SELECTED EXCERPT:
------------------------
368. Largest Divisible Subset (Medium)
Given a set of distinct positive integers, find the largest subset such that every pair $$(S_i, S_j)$$ of elements in this subset satisfies: $$Si % Sj = 0$$ or $$Sj % Si = 0$$.
If there are multiple solutions, return any subset is fine.
Example 1:
nums: [1,2,3]
Result: [1,2] (of course, [1,3] will also be ok)
Example 2:
nums: [1,2,4,8]
Result: [1,2,4,8]
Solution: DP
Time Complexity: $$O(n^2)$$
- Explanation 1:
The key concept here is:
Given a set of integers that satisfies the property that each pair of integers inside the set are mutually divisible, for a new integer S, S can be placed into the set as long as it can divide the smallest number of the set or is divisible by the largest number of the set.
For example, let's say we have a set P = { 4, 8, 16 }
, P satisfies the divisible condition. Now consider a new number 2, it can divide the smallest number 4, so it can be placed into the set; similarly, 32 can be divided by 16, the biggest number in P, it can also placed into P.
Next, let's define:
EDIT: For clarification, the following definitions try to enlarge candidate solutions by appending a larger element at the end of each potential set, while my implementation below is prefixing a smaller element at the front of a set. Conceptually they are equivalent but by adding smaller elements at the front saves the trouble for keeping the correct increasing order for the final answer. Please refer to comments in code for more details.
For an increasingly sorted array of integers a[1 .. n]
T[n] = the length of the largest divisible subset whose largest number is a[n]
T[n+1] = max{ 1 + T[i] if a[n+1] mod a[i] == 0 else 1 }
Now, deducting T[n] becomes straight forward with a DP trick. For the final result we will need to maintain a backtrace array for the answer.
- Explanation 2:
这道题给了我们一个数组,让我们求这样一个子集合,集合中的任意两个数相互取余均为0,而且提示中说明了要使用DP来解。那么我们考虑,较小数对较大数取余一定为0,那么问题就变成了看较大数能不能整除这个较小数。那么如果数组是无序的,处理起来就比较麻烦,所以我们首先可以先给数组排序,这样我们每次就只要看后面的数字能否整除前面的数字。定义一个动态数组dp,其中dp[i]表示到数字nums[i]位置最大可整除的子集合的长度,还需要一个一维数组parent,来保存上一个能整除的数字的位置,两个整型变量mx和mx_idx分别表示最大子集合的长度和起始数字的位置,我们可以从后往前遍历数组,对于某个数字再遍历到末尾,在这个过程中,如果nums[j]能整除nums[i], 且dp[i] < dp[j] + 1的话,更新dp[i]和parent[i],如果dp[i]大于mx了,还要更新mx
和mx_idx
,最后循环结束后,我们来填res数字,根据parent数组来找到每一个数字,参见代码如下:
version 1: loop from end to front, answer is from small to big (53ms)
------------------------
TASK SET:
a) In the divisible subset problem, give the passage from "368. Largest Divisible" up to and including "subset is fine." again, substituting "natural numbers" for "positive integers".
b) Condense the paragraph of the divisible subset problem that begins "EDIT: For clarification" into a bulleted list that keeps its main facts.
The data come from a separate source.

ENTRIES PROVIDED:
------------------------
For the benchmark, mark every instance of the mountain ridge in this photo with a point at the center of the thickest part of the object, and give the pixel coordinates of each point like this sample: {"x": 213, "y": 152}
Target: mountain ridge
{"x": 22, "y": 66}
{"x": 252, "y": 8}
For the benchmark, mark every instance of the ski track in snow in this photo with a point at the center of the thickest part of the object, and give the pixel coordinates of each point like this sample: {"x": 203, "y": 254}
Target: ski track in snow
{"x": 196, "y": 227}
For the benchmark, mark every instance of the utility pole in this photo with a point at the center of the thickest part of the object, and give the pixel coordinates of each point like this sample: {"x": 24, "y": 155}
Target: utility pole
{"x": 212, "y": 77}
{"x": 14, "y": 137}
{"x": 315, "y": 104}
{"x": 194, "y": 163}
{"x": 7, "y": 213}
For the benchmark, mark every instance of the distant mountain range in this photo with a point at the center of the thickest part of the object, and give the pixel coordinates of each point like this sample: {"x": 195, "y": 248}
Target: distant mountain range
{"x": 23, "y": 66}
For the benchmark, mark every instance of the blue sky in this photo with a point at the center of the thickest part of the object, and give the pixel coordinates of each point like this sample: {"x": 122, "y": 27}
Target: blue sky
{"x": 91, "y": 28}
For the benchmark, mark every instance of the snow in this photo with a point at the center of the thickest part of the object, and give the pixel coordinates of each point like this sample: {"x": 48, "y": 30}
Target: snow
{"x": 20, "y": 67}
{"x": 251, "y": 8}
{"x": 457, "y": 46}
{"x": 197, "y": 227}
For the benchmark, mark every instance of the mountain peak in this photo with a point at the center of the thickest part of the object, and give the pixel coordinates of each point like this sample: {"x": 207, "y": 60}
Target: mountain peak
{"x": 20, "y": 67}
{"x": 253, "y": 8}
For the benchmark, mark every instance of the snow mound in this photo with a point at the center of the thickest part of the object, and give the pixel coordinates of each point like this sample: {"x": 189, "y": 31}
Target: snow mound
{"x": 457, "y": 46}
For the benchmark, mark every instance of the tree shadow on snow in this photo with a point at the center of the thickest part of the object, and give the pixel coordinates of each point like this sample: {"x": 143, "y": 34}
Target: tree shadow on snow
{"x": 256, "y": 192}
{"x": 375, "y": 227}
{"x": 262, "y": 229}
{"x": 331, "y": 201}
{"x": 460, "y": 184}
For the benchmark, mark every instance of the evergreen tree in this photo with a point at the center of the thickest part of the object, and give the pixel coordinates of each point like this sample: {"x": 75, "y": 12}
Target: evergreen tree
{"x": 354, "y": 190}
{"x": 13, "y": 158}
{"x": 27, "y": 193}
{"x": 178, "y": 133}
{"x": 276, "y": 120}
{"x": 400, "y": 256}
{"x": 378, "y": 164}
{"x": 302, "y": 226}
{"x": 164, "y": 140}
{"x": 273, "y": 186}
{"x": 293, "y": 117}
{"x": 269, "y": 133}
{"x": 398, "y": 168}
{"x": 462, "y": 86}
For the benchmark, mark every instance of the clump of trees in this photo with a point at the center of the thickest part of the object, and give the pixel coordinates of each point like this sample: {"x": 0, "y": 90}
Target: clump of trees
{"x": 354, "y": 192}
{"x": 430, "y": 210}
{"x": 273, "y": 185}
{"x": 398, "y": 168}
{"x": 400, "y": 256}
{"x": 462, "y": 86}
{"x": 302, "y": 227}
------------------------
RESPONSES:
a)
368. Largest Divisible Subset (Medium)
Given a set of distinct natural numbers, find the largest subset such that every pair $$(S_i, S_j)$$ of elements in this subset satisfies: $$Si % Sj = 0$$ or $$Sj % Si = 0$$.
If there are multiple solutions, return any subset is fine.

b)
- The definitions enlarge candidate sets by appending a larger element at the end.
- The implementation instead prefixes a smaller element at the front of a set.
- The two approaches are conceptually equivalent.
- Adding smaller elements at the front avoids the work of keeping the final answer in increasing order.
- The code comments give more details.